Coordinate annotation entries

** START **

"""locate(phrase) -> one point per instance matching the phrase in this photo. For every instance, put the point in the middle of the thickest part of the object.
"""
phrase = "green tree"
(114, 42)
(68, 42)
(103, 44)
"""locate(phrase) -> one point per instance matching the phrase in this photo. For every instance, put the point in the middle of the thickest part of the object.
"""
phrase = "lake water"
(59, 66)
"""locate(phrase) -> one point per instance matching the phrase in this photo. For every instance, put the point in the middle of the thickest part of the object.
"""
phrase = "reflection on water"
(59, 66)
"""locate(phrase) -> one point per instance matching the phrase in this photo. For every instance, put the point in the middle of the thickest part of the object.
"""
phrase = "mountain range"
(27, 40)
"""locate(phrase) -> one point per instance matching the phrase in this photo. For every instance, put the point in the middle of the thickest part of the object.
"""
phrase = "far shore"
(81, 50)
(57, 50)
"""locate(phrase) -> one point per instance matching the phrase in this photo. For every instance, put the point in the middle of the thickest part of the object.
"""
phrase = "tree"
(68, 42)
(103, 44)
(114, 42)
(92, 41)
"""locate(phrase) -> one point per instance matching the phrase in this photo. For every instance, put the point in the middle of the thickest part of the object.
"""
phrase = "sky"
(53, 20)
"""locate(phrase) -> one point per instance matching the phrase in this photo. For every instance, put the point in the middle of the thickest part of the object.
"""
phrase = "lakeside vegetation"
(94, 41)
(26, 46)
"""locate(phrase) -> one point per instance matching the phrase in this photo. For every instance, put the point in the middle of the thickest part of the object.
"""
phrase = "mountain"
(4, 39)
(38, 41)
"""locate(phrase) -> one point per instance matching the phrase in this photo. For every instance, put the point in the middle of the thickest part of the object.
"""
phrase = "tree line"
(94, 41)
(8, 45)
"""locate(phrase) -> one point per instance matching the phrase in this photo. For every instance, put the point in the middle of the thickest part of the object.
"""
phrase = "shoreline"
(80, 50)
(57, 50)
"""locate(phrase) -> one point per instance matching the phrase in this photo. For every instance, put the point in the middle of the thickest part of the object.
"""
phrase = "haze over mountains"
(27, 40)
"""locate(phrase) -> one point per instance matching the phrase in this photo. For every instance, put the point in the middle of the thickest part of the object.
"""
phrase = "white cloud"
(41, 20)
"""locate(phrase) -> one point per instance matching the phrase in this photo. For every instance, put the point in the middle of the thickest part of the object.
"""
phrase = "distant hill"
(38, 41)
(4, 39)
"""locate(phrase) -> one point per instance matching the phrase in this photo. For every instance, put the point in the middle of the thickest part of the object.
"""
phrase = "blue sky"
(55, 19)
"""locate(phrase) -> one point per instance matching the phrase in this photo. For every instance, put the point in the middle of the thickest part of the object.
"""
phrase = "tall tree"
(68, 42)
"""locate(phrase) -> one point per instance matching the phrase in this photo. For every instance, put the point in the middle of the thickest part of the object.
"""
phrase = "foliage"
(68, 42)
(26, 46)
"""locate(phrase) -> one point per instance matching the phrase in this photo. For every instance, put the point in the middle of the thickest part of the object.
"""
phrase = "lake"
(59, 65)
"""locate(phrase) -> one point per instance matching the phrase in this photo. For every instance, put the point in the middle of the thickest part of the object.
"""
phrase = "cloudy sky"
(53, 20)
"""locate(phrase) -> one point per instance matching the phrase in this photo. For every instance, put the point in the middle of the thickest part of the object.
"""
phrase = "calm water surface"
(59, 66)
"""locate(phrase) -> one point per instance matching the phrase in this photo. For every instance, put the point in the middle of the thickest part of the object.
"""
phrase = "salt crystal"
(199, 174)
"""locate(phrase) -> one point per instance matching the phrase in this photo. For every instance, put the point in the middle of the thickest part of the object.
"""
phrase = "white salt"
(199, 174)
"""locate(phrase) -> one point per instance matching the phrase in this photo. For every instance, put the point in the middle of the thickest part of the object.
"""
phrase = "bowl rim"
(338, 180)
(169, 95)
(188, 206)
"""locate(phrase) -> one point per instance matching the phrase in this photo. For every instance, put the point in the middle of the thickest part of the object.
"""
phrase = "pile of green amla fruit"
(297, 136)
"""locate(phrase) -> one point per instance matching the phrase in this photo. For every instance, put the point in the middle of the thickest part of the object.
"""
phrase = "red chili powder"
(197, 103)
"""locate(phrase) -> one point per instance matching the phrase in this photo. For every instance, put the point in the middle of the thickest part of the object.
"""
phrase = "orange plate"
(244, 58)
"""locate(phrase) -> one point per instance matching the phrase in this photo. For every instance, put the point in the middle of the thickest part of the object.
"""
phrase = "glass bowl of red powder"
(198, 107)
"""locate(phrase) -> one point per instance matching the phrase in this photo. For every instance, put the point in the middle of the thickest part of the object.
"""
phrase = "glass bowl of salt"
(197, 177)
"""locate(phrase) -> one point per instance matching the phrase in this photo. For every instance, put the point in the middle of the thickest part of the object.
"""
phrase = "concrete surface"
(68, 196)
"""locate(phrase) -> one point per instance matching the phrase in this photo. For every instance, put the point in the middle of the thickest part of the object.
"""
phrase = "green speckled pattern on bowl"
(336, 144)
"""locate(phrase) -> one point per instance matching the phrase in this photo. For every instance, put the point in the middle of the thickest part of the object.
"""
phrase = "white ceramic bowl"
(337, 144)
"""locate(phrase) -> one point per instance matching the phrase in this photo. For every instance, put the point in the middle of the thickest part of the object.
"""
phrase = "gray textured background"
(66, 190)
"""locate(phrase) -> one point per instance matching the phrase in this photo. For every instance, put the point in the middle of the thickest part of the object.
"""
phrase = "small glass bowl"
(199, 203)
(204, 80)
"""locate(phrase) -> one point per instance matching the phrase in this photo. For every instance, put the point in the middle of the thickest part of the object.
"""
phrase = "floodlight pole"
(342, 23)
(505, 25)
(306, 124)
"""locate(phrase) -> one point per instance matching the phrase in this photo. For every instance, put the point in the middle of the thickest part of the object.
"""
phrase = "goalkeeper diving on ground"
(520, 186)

** END **

▸ INSTRUCTIONS FOR THE TASK:
Copy out the whole listing exactly; please set it all down.

▸ ANSWER FOR THE TASK:
"""locate(phrase) -> one point per instance matching the phrase in this photo. For every instance, put the point in the middle of the thickest part of the object.
"""
phrase = "green tree"
(114, 42)
(68, 42)
(103, 44)
"""locate(phrase) -> one point per instance matching the phrase in this photo. For every instance, put the point in the middle of the thickest part of the object.
"""
phrase = "lake water"
(59, 66)
"""locate(phrase) -> one point per instance matching the phrase in this photo. For every instance, put the point in the middle of the thickest part of the object.
"""
phrase = "reflection on water"
(59, 66)
"""locate(phrase) -> one point per instance matching the phrase in this photo. For every instance, put the point in the middle of the thickest part of the object.
"""
phrase = "mountain range"
(27, 40)
"""locate(phrase) -> one point per instance matching the phrase in this photo. For every instance, put the point in the middle of the thickest part of the object.
"""
phrase = "far shore"
(81, 50)
(57, 50)
"""locate(phrase) -> one point per instance matching the phrase in this photo. For every instance, put the point in the middle of the thickest part of the object.
"""
phrase = "tree"
(68, 42)
(103, 44)
(114, 42)
(92, 41)
"""locate(phrase) -> one point per instance matching the phrase in this photo. For every instance, put the point in the middle of the thickest part of the object.
"""
phrase = "sky"
(53, 20)
"""locate(phrase) -> one point per instance matching the phrase in this photo. For every instance, put the point in the middle of the thickest part of the object.
"""
phrase = "lakeside vegetation"
(94, 41)
(26, 46)
"""locate(phrase) -> one point per instance matching the phrase in this photo. For every instance, put the point in the middle of the thickest part of the object.
"""
phrase = "mountain"
(4, 39)
(38, 41)
"""locate(phrase) -> one point per instance matching the phrase in this photo. For every instance, put the point in the middle of the thickest part of the object.
"""
phrase = "tree line"
(94, 41)
(8, 45)
"""locate(phrase) -> one point per instance matching the phrase in this photo. For every instance, put the point in the middle of the thickest part of the object.
"""
phrase = "shoreline"
(80, 50)
(57, 50)
"""locate(phrase) -> one point per instance matching the phrase in this photo. For every instance, put the point in the middle of the thickest part of the object.
"""
phrase = "haze over mountains"
(27, 40)
"""locate(phrase) -> one point per instance matching the phrase in this photo. For every instance, put the point in the middle of the thickest part of the object.
"""
phrase = "white cloud"
(41, 20)
"""locate(phrase) -> one point per instance matching the phrase in this photo. For every instance, put the point in the middle of the thickest part of the object.
"""
phrase = "distant hill"
(38, 41)
(4, 39)
"""locate(phrase) -> one point per instance matching the phrase in this photo. For every instance, put the point in the middle of the thickest part of the object.
"""
phrase = "blue sky"
(55, 19)
"""locate(phrase) -> one point per instance matching the phrase in this photo. For every instance, put the point in the middle of the thickest part of the object.
"""
phrase = "tall tree"
(68, 42)
"""locate(phrase) -> one point per instance matching the phrase in this photo. For every instance, put the point in the middle of the thickest part of the object.
"""
phrase = "foliage"
(68, 42)
(26, 46)
"""locate(phrase) -> one point per instance matching the phrase in this photo. For every instance, put the point in the middle of the thickest part of the object.
"""
phrase = "lake"
(59, 65)
"""locate(phrase) -> one point per instance matching the phrase in this photo. For every instance, put the point in the middle of the thickest part of the object.
"""
phrase = "cloudy sky"
(53, 20)
"""locate(phrase) -> one point per instance matching the phrase in this photo. For every instance, put the point in the middle of the thickest part of the object.
"""
phrase = "calm water surface"
(59, 66)
"""locate(phrase) -> one point per instance matching the phrase in this photo. For every instance, put the point in the middle of the thickest part of the object.
"""
phrase = "salt crystal"
(199, 174)
"""locate(phrase) -> one point per instance matching the phrase in this photo. For every instance, put the point in the middle of the thickest part of the object.
"""
phrase = "white salt"
(199, 174)
"""locate(phrase) -> one point per instance matching the phrase in this photo. For every instance, put the point in the middle of the thickest part of the object.
"""
phrase = "bowl rim"
(338, 180)
(169, 95)
(188, 206)
"""locate(phrase) -> one point per instance matching the phrase in this photo. For every instance, put the point in the middle of the thickest part of the object.
"""
phrase = "pile of green amla fruit"
(297, 136)
"""locate(phrase) -> one point per instance matching the phrase in this photo. For every instance, put the point in the middle of the thickest part of the object.
"""
phrase = "red chili powder"
(197, 103)
"""locate(phrase) -> one point per instance matching the phrase in this photo. For every instance, put the point in the middle of the thickest part of the object.
"""
phrase = "orange plate"
(244, 58)
"""locate(phrase) -> one point per instance matching the phrase in this photo. For every instance, put the point in the middle of the thickest part of the object.
"""
phrase = "glass bowl of red powder"
(198, 107)
"""locate(phrase) -> one point per instance matching the phrase in this photo. For every instance, put the point in the middle of the thickest part of the object.
"""
phrase = "glass bowl of salt"
(197, 177)
"""locate(phrase) -> one point per instance matching the phrase in this photo. For every instance, put the point in the middle of the thickest part of the object.
"""
phrase = "concrete surface"
(68, 196)
"""locate(phrase) -> one point per instance matching the phrase in this photo. For every instance, put the point in the middle of the thickest part of the object.
"""
phrase = "green speckled pattern on bowl"
(336, 144)
"""locate(phrase) -> one point per instance matching the phrase in this photo. For every instance, put the point in the middle of the thickest part of the object.
"""
phrase = "white ceramic bowl"
(337, 144)
"""locate(phrase) -> one point per instance matching the phrase in this photo. For every instance, put the point in the middle of the thickest part of the object.
"""
phrase = "gray textured background"
(66, 190)
"""locate(phrase) -> one point per instance matching the phrase in this photo. For every instance, put the point in the middle of the thickest part of the object.
"""
phrase = "small glass bowl"
(199, 203)
(204, 80)
"""locate(phrase) -> one point per instance matching the phrase in this photo. For every instance, put the point in the middle of the thickest part of the object.
"""
phrase = "floodlight pole"
(342, 23)
(505, 25)
(306, 124)
"""locate(phrase) -> one point per instance matching the phrase in this photo. For every instance, put the point in the middle of the thickest part of the object.
"""
phrase = "goalkeeper diving on ground"
(520, 186)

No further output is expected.